• **Records supplied**
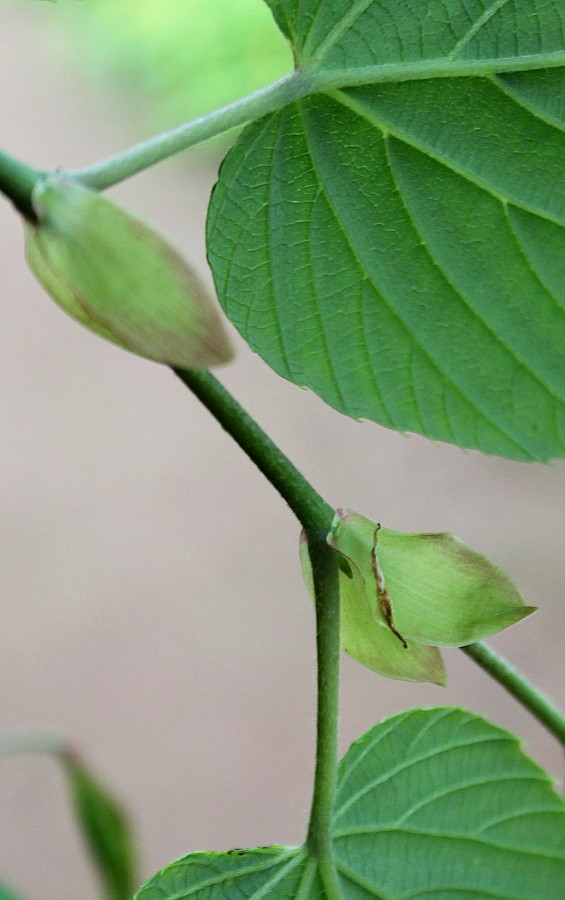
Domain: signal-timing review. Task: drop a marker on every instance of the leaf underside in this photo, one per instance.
(399, 247)
(431, 804)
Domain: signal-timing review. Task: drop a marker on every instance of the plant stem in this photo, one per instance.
(311, 510)
(326, 591)
(316, 517)
(123, 165)
(526, 694)
(16, 182)
(28, 742)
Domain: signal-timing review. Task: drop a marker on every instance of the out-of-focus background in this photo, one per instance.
(152, 605)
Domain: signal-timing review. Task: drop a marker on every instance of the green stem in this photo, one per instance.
(310, 509)
(16, 743)
(326, 591)
(123, 165)
(316, 517)
(526, 694)
(16, 182)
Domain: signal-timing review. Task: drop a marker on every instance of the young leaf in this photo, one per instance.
(364, 638)
(432, 803)
(431, 588)
(399, 246)
(118, 277)
(106, 831)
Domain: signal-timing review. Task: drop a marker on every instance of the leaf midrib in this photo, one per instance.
(439, 67)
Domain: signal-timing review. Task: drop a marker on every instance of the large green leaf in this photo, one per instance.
(399, 246)
(350, 34)
(431, 804)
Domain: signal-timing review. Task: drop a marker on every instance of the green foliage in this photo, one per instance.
(106, 831)
(431, 803)
(118, 277)
(399, 248)
(104, 825)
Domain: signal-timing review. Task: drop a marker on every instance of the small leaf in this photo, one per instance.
(432, 804)
(368, 641)
(275, 872)
(116, 275)
(106, 831)
(431, 588)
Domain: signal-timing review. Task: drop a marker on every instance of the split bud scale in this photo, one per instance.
(120, 278)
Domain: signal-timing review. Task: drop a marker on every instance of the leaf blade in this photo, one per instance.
(374, 312)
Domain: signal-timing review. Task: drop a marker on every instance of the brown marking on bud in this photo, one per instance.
(383, 598)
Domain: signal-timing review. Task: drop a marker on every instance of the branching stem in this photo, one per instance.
(316, 517)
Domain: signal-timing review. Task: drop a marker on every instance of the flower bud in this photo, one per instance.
(120, 278)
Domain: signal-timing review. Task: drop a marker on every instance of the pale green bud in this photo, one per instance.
(120, 278)
(431, 587)
(404, 595)
(363, 636)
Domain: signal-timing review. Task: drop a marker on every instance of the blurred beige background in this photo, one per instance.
(152, 605)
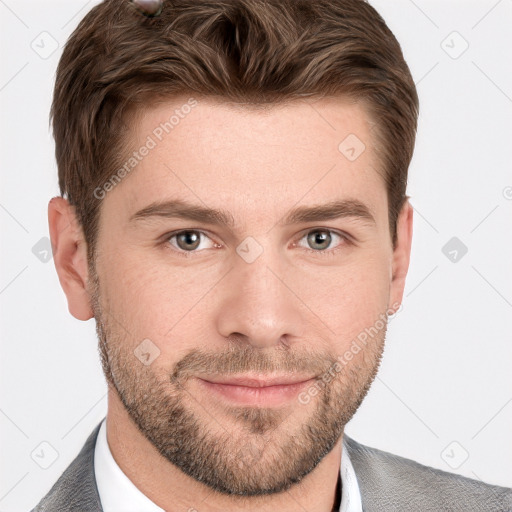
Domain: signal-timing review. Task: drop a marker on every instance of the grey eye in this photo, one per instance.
(319, 239)
(188, 240)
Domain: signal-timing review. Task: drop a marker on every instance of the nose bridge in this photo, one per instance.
(258, 304)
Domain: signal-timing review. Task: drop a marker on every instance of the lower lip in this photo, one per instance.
(265, 396)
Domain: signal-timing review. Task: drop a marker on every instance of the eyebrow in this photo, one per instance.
(350, 208)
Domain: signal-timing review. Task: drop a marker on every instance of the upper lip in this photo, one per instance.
(259, 381)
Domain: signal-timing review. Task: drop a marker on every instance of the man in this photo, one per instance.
(236, 222)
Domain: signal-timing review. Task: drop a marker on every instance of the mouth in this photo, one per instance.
(256, 390)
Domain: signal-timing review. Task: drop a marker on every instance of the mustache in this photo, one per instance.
(237, 360)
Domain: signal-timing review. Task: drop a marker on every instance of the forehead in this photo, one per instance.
(255, 161)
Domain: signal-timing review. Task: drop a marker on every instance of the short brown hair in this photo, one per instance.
(118, 61)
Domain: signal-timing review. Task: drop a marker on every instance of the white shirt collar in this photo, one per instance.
(119, 494)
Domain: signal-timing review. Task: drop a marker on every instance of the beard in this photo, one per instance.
(234, 450)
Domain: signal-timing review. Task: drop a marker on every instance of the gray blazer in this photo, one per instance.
(387, 483)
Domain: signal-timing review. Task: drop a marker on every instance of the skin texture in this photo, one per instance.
(294, 310)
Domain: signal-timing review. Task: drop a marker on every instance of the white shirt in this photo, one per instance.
(119, 494)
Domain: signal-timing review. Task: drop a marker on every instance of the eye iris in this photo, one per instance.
(188, 237)
(319, 237)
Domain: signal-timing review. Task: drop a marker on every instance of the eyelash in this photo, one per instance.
(345, 240)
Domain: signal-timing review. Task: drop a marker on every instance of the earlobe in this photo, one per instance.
(70, 256)
(401, 253)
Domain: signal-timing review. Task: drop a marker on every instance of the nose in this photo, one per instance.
(258, 304)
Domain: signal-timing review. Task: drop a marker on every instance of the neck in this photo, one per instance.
(172, 490)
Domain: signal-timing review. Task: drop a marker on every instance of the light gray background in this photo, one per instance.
(444, 392)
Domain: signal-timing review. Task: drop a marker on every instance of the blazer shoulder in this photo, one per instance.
(404, 484)
(75, 490)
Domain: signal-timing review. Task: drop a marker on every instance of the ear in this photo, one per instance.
(401, 255)
(70, 256)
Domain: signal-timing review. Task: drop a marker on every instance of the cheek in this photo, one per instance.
(353, 298)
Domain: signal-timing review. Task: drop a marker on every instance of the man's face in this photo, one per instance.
(266, 296)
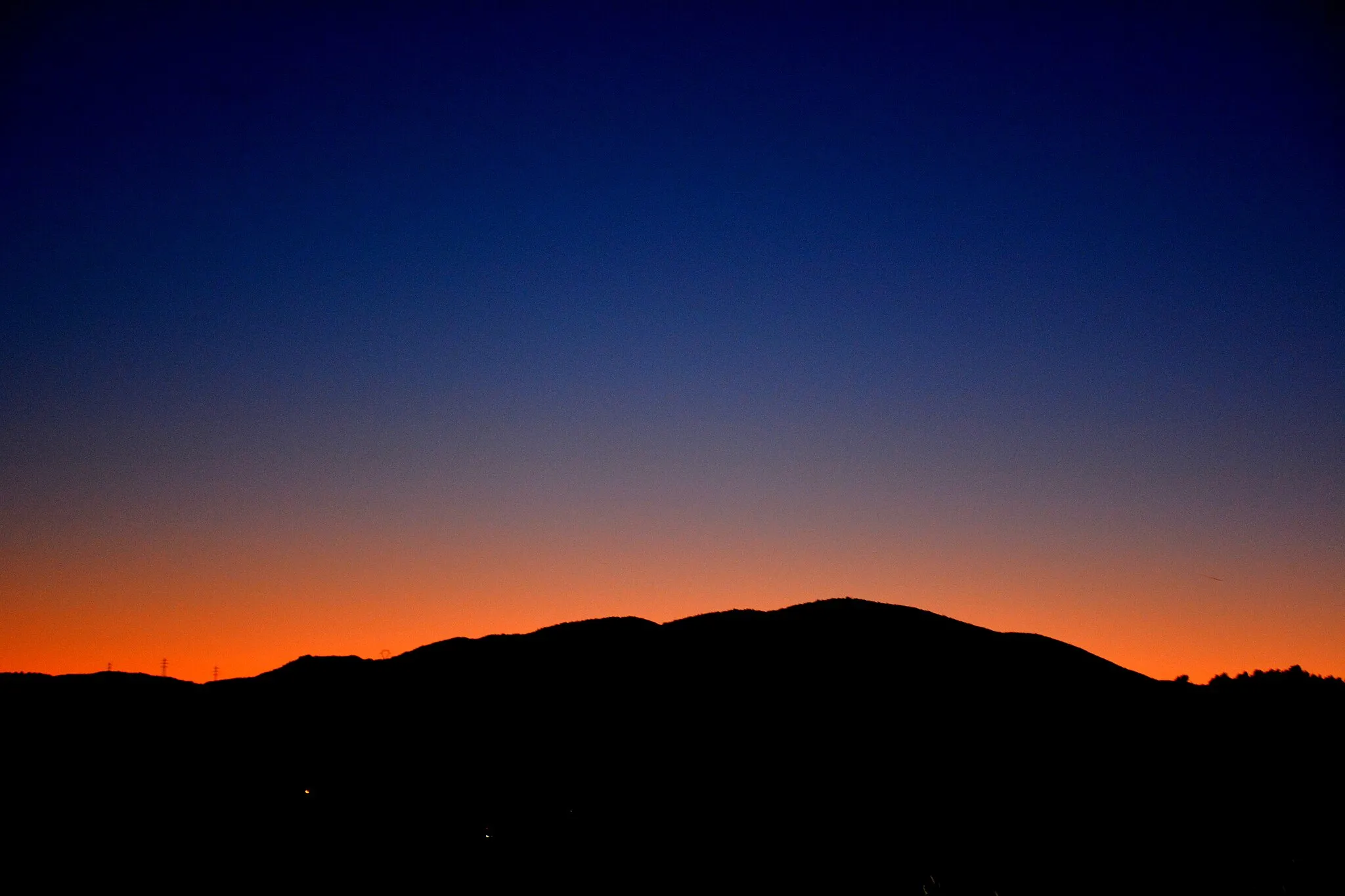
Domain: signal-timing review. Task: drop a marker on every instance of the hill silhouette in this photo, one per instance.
(844, 744)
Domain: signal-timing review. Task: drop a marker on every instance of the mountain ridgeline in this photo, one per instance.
(843, 743)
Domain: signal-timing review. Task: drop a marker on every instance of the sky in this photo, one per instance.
(347, 328)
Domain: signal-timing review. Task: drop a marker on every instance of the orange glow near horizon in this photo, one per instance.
(248, 608)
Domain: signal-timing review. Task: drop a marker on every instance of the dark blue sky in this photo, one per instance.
(693, 257)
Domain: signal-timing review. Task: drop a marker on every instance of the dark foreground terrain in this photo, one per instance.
(838, 746)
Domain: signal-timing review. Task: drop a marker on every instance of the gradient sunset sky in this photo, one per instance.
(343, 331)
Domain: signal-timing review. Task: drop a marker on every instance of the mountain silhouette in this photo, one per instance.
(839, 744)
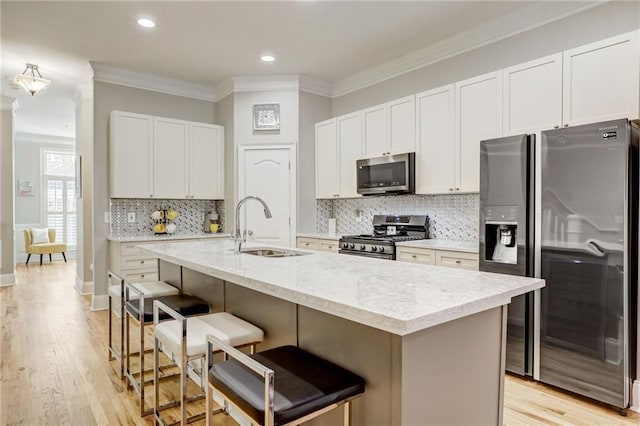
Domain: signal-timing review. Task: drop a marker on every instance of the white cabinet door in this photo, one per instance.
(375, 131)
(170, 158)
(206, 161)
(131, 155)
(601, 80)
(478, 117)
(327, 169)
(533, 96)
(349, 151)
(435, 154)
(402, 125)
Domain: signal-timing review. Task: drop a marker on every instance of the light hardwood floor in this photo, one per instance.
(55, 371)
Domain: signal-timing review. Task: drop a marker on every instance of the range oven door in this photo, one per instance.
(388, 174)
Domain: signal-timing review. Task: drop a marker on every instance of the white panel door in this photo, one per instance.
(435, 153)
(206, 161)
(601, 80)
(533, 96)
(402, 125)
(265, 172)
(327, 169)
(349, 151)
(478, 117)
(375, 131)
(170, 158)
(131, 155)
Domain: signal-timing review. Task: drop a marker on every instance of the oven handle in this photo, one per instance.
(388, 256)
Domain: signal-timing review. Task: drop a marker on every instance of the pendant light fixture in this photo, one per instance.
(31, 80)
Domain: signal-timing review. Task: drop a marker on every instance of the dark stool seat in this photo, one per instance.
(184, 304)
(303, 384)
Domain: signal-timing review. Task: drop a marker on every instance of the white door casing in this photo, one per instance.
(268, 172)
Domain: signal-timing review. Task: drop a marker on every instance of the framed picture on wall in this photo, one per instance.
(266, 117)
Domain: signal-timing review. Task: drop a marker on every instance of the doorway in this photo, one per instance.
(268, 172)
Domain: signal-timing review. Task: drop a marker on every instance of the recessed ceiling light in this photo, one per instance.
(147, 23)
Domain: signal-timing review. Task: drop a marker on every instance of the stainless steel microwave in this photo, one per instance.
(391, 174)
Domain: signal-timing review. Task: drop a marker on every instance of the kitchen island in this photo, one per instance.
(429, 340)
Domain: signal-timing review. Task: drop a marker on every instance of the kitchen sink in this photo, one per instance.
(269, 252)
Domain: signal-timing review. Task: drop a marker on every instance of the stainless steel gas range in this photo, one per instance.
(387, 231)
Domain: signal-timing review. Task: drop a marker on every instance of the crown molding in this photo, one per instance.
(139, 80)
(22, 137)
(534, 16)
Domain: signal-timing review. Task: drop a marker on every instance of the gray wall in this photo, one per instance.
(6, 193)
(592, 25)
(312, 108)
(109, 97)
(225, 117)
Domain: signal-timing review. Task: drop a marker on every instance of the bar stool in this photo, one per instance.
(116, 297)
(284, 385)
(186, 339)
(140, 310)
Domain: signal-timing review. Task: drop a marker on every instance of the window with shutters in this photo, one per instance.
(59, 195)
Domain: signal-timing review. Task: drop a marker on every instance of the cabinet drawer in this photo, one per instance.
(140, 276)
(308, 243)
(454, 259)
(328, 245)
(131, 250)
(127, 263)
(405, 254)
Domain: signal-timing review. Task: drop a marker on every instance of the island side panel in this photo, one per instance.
(363, 350)
(453, 374)
(276, 317)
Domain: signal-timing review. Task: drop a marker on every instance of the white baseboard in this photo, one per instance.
(7, 279)
(83, 288)
(100, 303)
(635, 396)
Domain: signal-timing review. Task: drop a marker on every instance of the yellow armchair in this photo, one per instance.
(43, 248)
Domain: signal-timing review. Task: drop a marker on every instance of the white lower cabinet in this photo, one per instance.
(329, 244)
(452, 259)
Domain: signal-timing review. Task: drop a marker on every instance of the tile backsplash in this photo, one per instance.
(189, 221)
(452, 217)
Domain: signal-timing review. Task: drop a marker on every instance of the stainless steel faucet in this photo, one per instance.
(239, 238)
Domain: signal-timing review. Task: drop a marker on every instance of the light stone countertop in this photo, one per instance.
(151, 238)
(397, 297)
(436, 244)
(320, 236)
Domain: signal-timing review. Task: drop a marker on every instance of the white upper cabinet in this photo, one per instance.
(170, 158)
(206, 161)
(131, 155)
(376, 134)
(349, 151)
(327, 168)
(402, 125)
(390, 128)
(156, 157)
(533, 96)
(600, 80)
(478, 117)
(435, 153)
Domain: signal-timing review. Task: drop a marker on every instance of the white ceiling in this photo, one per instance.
(206, 42)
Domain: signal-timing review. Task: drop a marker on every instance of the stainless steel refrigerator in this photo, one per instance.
(589, 259)
(506, 239)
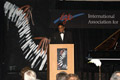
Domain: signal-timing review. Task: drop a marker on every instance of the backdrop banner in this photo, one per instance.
(85, 19)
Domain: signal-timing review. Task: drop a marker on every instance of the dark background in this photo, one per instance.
(84, 39)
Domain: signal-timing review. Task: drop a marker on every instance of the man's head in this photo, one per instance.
(72, 77)
(23, 71)
(30, 75)
(61, 76)
(115, 76)
(61, 27)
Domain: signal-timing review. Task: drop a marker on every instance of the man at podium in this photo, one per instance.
(62, 36)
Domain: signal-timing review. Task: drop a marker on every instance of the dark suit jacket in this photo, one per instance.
(56, 38)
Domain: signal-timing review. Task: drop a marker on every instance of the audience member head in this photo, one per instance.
(115, 76)
(61, 76)
(30, 75)
(72, 77)
(61, 27)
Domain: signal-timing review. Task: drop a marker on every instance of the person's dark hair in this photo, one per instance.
(60, 24)
(115, 76)
(72, 75)
(23, 71)
(61, 76)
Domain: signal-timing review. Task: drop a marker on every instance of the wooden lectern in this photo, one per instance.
(60, 58)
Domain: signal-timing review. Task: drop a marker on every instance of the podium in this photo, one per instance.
(60, 58)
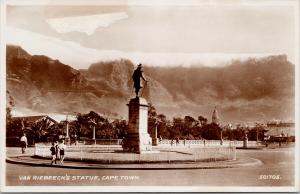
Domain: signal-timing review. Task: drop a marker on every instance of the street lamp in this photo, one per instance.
(94, 129)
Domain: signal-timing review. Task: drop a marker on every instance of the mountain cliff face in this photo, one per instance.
(255, 89)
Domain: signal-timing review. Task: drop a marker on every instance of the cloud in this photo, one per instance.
(80, 57)
(85, 24)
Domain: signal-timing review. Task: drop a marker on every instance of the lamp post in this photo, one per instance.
(154, 140)
(94, 130)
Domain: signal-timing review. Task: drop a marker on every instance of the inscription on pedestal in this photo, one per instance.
(138, 140)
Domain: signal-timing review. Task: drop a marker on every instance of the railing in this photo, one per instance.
(103, 154)
(101, 142)
(204, 143)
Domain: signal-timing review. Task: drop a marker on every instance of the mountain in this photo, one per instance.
(44, 85)
(251, 90)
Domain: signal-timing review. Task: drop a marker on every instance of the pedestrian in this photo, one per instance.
(177, 140)
(62, 147)
(56, 151)
(53, 153)
(24, 143)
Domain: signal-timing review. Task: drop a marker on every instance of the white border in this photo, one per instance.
(3, 93)
(4, 188)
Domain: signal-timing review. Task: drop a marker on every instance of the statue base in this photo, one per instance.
(138, 139)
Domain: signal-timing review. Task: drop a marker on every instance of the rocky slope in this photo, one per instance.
(255, 89)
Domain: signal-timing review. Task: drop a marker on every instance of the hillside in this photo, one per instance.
(255, 89)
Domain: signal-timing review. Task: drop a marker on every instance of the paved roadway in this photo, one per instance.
(277, 170)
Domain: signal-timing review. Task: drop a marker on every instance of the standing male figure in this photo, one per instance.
(137, 75)
(24, 143)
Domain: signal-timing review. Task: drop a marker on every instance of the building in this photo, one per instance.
(35, 119)
(280, 129)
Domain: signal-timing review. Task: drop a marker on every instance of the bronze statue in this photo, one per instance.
(137, 75)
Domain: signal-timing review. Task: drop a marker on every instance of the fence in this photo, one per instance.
(204, 143)
(112, 154)
(101, 142)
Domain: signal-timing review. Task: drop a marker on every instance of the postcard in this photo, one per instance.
(144, 96)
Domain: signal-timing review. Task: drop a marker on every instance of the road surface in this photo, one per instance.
(277, 170)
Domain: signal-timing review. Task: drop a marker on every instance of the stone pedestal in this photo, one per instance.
(245, 144)
(138, 139)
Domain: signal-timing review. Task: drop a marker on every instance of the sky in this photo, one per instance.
(156, 35)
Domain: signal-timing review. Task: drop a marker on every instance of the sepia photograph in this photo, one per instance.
(137, 95)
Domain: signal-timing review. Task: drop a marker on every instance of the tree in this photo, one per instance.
(202, 120)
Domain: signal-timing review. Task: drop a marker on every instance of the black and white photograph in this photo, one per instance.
(137, 95)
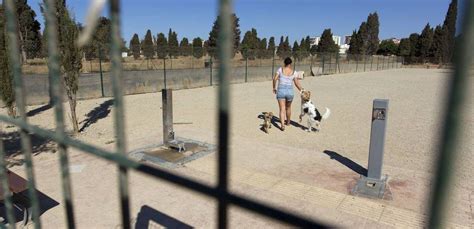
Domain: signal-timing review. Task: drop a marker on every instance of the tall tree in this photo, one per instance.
(296, 52)
(271, 46)
(449, 27)
(162, 46)
(148, 49)
(372, 33)
(197, 47)
(212, 41)
(424, 43)
(250, 44)
(173, 44)
(404, 48)
(414, 48)
(262, 48)
(327, 44)
(387, 47)
(7, 93)
(100, 42)
(135, 46)
(29, 28)
(185, 47)
(436, 49)
(70, 56)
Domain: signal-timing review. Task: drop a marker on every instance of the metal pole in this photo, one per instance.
(164, 71)
(455, 105)
(101, 76)
(210, 71)
(273, 63)
(167, 107)
(246, 68)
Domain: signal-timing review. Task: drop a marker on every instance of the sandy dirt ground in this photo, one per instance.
(305, 173)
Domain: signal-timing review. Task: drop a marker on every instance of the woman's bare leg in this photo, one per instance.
(288, 112)
(281, 104)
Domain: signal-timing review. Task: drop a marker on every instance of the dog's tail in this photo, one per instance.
(327, 113)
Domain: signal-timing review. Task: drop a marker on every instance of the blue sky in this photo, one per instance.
(295, 18)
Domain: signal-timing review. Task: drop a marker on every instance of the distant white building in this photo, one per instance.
(315, 40)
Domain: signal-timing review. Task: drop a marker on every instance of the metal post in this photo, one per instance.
(101, 75)
(273, 63)
(167, 106)
(164, 71)
(246, 68)
(210, 71)
(373, 185)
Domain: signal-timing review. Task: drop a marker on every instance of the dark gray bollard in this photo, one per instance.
(167, 108)
(373, 185)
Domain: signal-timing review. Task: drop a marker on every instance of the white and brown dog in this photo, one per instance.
(307, 107)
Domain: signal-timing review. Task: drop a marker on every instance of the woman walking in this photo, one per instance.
(284, 92)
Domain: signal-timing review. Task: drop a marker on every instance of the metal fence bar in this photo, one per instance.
(7, 195)
(187, 183)
(225, 48)
(56, 99)
(448, 150)
(20, 99)
(117, 87)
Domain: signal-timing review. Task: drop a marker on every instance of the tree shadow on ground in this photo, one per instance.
(100, 112)
(347, 162)
(149, 218)
(22, 202)
(12, 146)
(276, 120)
(38, 110)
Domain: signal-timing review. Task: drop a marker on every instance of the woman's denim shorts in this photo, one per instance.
(285, 93)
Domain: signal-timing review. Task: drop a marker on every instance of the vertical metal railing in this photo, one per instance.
(225, 49)
(56, 99)
(117, 88)
(12, 35)
(449, 147)
(7, 195)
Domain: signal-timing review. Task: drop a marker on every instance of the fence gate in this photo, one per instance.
(220, 193)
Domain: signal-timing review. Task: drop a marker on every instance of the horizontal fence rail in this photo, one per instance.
(222, 67)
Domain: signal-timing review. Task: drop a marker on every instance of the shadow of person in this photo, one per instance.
(149, 216)
(38, 110)
(100, 112)
(347, 162)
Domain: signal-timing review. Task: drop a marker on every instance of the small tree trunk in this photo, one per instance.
(11, 111)
(72, 106)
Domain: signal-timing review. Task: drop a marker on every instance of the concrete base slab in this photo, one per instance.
(165, 156)
(369, 187)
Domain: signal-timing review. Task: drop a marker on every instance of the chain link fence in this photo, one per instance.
(196, 69)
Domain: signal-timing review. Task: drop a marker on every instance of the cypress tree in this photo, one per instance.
(271, 47)
(262, 48)
(296, 51)
(148, 49)
(404, 47)
(70, 56)
(327, 44)
(424, 43)
(7, 93)
(162, 46)
(29, 28)
(135, 46)
(387, 47)
(212, 41)
(449, 27)
(372, 33)
(184, 47)
(436, 49)
(173, 44)
(197, 47)
(414, 48)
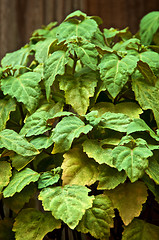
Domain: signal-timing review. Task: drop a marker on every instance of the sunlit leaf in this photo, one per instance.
(13, 141)
(19, 180)
(131, 155)
(79, 87)
(98, 219)
(67, 203)
(128, 199)
(140, 230)
(66, 130)
(78, 168)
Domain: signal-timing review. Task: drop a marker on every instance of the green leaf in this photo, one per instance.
(19, 180)
(75, 28)
(86, 52)
(139, 125)
(6, 107)
(13, 141)
(5, 174)
(115, 71)
(148, 27)
(19, 57)
(109, 177)
(53, 66)
(35, 225)
(151, 186)
(78, 168)
(131, 155)
(128, 199)
(147, 96)
(36, 123)
(115, 121)
(67, 203)
(6, 229)
(80, 88)
(146, 71)
(24, 88)
(66, 130)
(75, 14)
(19, 161)
(42, 49)
(140, 230)
(16, 202)
(42, 142)
(49, 178)
(153, 168)
(131, 109)
(94, 149)
(98, 219)
(151, 58)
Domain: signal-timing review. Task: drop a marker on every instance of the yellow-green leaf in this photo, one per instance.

• **Problem description**
Retype, word for word, the lines from the one with "person in this photo, one per instance." through the last line of the entries above, and only those lines. Leave pictures out.

• **Final result**
Domain: signal-timing review. Task: drop a marker on every instance of the shadow of person in this photo, one per instance.
(149, 216)
(38, 110)
(100, 112)
(347, 162)
Domain: signal-timing review. Task: drop a marker on every instance of the small tree trunk in this photo, one per instance.
(11, 111)
(72, 106)
Domain: signal-timing review. Task: drop a marker on every instance of the concrete base slab in this photo, one per instance.
(165, 156)
(369, 187)
Domain: signal-timing review. Task: drop a marker on every instance of the chain link fence in this photo, one per instance.
(196, 69)
Domain: signal-timing review. Task: drop a marker on every instance of the cypress tree in this photo, one per instance.
(271, 47)
(262, 48)
(296, 51)
(148, 49)
(404, 47)
(70, 56)
(327, 44)
(424, 43)
(7, 93)
(162, 46)
(29, 28)
(135, 46)
(387, 47)
(212, 41)
(449, 27)
(372, 33)
(184, 47)
(436, 49)
(173, 44)
(197, 47)
(414, 48)
Domain: signal-timing review. Task: drop a marker on every instance of the sunlit leaf in this photo, one per instance.
(13, 141)
(19, 180)
(131, 155)
(79, 87)
(98, 219)
(67, 203)
(128, 199)
(140, 230)
(66, 130)
(78, 168)
Domain: signal-timing review. Task: drop a marker on every instance of the green leaf in this photo, one per instance.
(19, 180)
(75, 28)
(86, 52)
(139, 125)
(6, 107)
(13, 141)
(5, 174)
(115, 71)
(148, 27)
(19, 57)
(109, 177)
(53, 66)
(35, 225)
(151, 186)
(78, 168)
(131, 155)
(128, 199)
(147, 96)
(36, 123)
(115, 121)
(67, 203)
(6, 229)
(80, 88)
(146, 71)
(24, 88)
(66, 130)
(75, 14)
(19, 161)
(42, 49)
(140, 230)
(16, 202)
(42, 142)
(49, 178)
(153, 168)
(131, 109)
(94, 149)
(98, 219)
(151, 58)
Domain: signal-timing review. Task: drop a marker on every instance of the yellow-green leaf in this photo, one per instance.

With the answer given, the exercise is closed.